Lesetext →
◆ ◆ ◆ ◆ ◆

B2B-Marktplätze: die nächste Generation der Beschaffung

Wie wird B2B Beschaffung in Zukunft funktionieren? Ein Einblick in die nächste Generation von B2B-Marktplätzen

Von neuen Abriegelungen in China bis hin zu einer rasant steigenden Inflation – das Jahr 2022 hat ein neues Kapitel in der Ära der Unsicherheit aufgeschlagen.

In einer Zeit vieler Veränderungen haben Beschaffungsteams, die auf Modelle und Technologien des 20. Jahrhunderts zurückgreifen, oft Mühe agil zu bleiben. Die Digitalisierung ermöglicht dem Beschaffungswesen sich selbst neu zu erfinden, Prozesse zu beschleunigen und Flexibilität einzubinden, ohne dabei die Kontrolle über Kosten und Risiken zu verlieren.

Dies mag wie Neuland erscheinen, aber die nächste Generation der Beschaffung wird auf einem Modell aufbauen, das so alt ist wie die Zeit selbst. Um einen Blick in die Zukunft zu werfen, müssen Unternehmen sich von Tabellenkalkulationen lösen und in eine neue Richtung schauen.

◆ ◆ ◆ ◆ ◆

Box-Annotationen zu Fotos
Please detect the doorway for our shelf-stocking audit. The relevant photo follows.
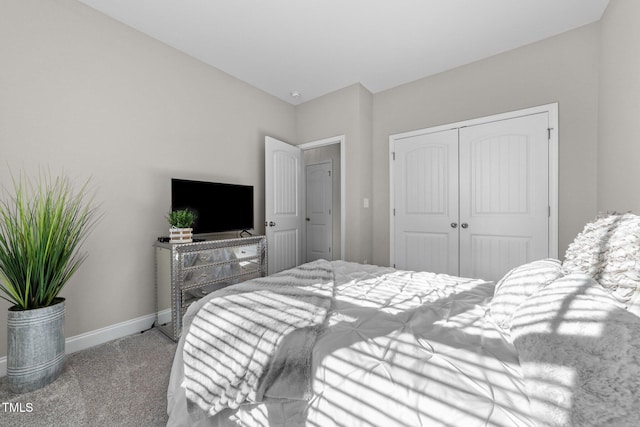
[298,136,346,262]
[265,136,346,274]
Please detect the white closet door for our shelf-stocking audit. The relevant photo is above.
[460,113,549,280]
[393,129,458,275]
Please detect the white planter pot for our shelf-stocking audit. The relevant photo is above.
[169,227,193,243]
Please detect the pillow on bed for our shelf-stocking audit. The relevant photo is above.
[490,258,562,329]
[563,213,640,306]
[511,273,640,426]
[562,214,618,280]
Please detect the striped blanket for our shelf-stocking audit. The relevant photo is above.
[183,260,334,416]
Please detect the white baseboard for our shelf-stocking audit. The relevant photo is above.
[0,313,156,377]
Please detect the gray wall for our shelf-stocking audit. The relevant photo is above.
[373,23,600,265]
[598,0,640,214]
[0,0,295,357]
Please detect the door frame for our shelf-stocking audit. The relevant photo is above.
[389,102,559,265]
[297,135,347,260]
[302,160,342,262]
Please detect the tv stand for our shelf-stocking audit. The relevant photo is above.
[153,236,267,341]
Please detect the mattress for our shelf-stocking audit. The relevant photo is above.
[167,261,534,427]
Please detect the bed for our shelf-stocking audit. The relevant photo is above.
[167,214,640,427]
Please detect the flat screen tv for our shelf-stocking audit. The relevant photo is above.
[171,178,253,234]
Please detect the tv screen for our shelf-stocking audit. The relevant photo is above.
[171,178,253,234]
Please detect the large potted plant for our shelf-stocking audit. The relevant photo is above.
[167,209,196,243]
[0,172,97,393]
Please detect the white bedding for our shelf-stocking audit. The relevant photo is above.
[168,261,534,427]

◆ ◆ ◆ ◆ ◆

Aufgaben →
- a) Welche zwei Entwicklungen führt der Lesetext über B2B-Marktplätze als Beispiele für die Unsicherheit im Jahr 2022 an?
- b) Schreiben Sie aus dem Lesetext den Abschnitt ab, der bei den Worten "B2B-Marktplätze: die nächste" einsetzt und nach den Worten "der Unsicherheit aufgeschlagen." endet.

Lösungen →
- a) Neue Abriegelungen in China und eine rasant steigende Inflation.

- b)
B2B-Marktplätze: die nächste Generation der Beschaffung

Wie wird B2B Beschaffung in Zukunft funktionieren? Ein Einblick in die nächste Generation von B2B-Marktplätzen

Von neuen Abriegelungen in China bis hin zu einer rasant steigenden Inflation – das Jahr 2022 hat ein neues Kapitel in der Ära der Unsicherheit aufgeschlagen.